#### [Text shown]
[start]

Additional Effects to Consider

In the current review, we have considered different types of word learning techniques and how embodied cognition provides a compelling explanatory framework to explain the effectiveness of these techniques as well as some speculation of how actively incorporating motor and perceptual information may even improve some word learning methods (e.g., imagery). Nonetheless, there are many other factors which are typically not considered to be embodied that can also have an impact on learning, for example transfer-appropriate processing, testing effects, or distributed practice. Transfer-appropriate processing is the idea that we can remember things best when we retrieve the information under circumstances that are identical to the original learning experience (Morris et al. 1977). In neural terms, this has been described as a function of the amount to which the same neural processes transfer correctly from the study experience to the memory test (see Schendan and Kutas 2007). The testing effect is the finding that the time on studying is more effective when some of this time is devoted to retrieving your knowledge (testing yourself) rather than just studying (Carrier and Pashler 1992). Distributed practice is the use of multiple study opportunities over a space of time. Using distributed practice has been shown to lead to very robust memory advantages (see Carpenter et al. 2012 for a review).

Although none of these effects are typically described within the embodied framework, they all fit with the framework and they can be combined with the embodied vocabulary techniques discussed in this review. For example, when planning to use gesture imitation as a means of vocabulary training, the learners should have the opportunity to perform the gesture at test, thereby keeping the circumstances that they learn and recall the information as constant as possible. We earlier discussed evidence suggesting a benefit for learning science concepts when the same neural processes (perceptual motor in this case) during learning occurred during recall (Kontra et al. in press). This is a good argument in favor of considering the environment of recall compared to the environment the information was learned, especially for these embodied techniques since the learning environment is often not just on paper, but test environments often are. Similarly, testing effects and distributed practice can be combined well with embodied techniques. For instance, if imagery is used to aid vocabulary learning, one could ask the learners to create different images for the same word over different practice sessions. Likewise, to apply testing effects, it would be better to devote some of the practice time to allow for learners to try to create images for target words when they do not have the definition in front of them. A better understanding of how effects like transfer-appropriate processing, testing effects, or distributed practice interact with embodied techniques of word learning is an interesting area for future research. At this point, we can only speculate, but it could be the case that applying some of these other findings to embodied learning techniques would greatly improve the effectiveness of the embodied techniques and possibly reduce individual differences by providing more support for the poorest learners.

[end]

#### [Excerpted data]

[start]

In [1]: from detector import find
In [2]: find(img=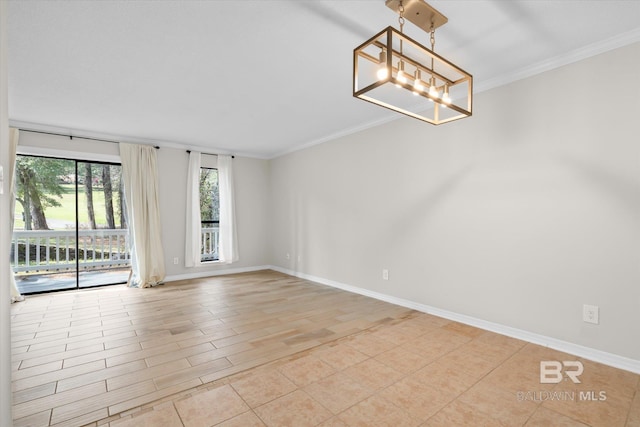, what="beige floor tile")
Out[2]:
[375,347,431,374]
[304,372,373,414]
[175,385,249,427]
[11,272,640,427]
[343,359,404,391]
[313,344,369,370]
[458,383,538,425]
[344,333,395,357]
[318,417,349,427]
[279,356,336,387]
[338,394,421,427]
[379,377,451,421]
[443,344,499,380]
[231,370,297,408]
[216,411,265,427]
[525,407,588,427]
[110,402,183,427]
[255,390,332,427]
[423,400,508,427]
[411,360,477,399]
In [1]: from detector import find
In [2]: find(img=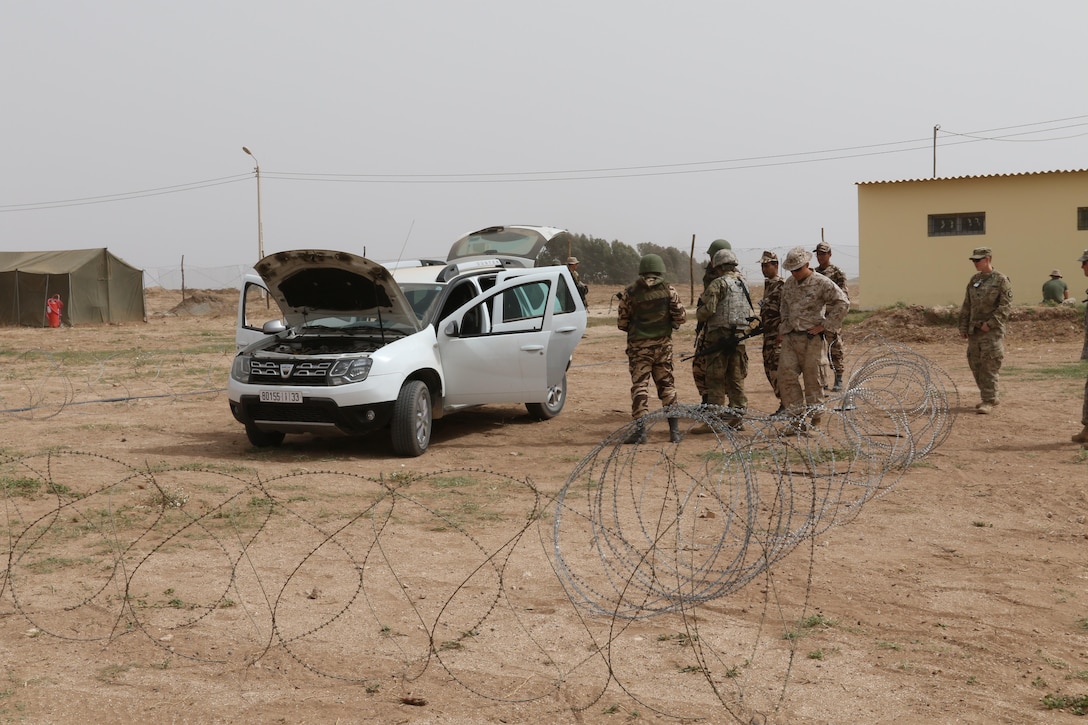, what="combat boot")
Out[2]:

[end]

#### [Stated exercise]
In the text on embodied word learning:
1. How does the text define distributed practice?
2. Which work is cited for the idea of transfer-appropriate processing?
3. When gesture imitation is used for vocabulary training, what should learners have the chance to do at test?

#### [Complete output]
1. It is the use of multiple study opportunities over a space of time.
2. Morris et al. 1977.
3. Perform the gesture.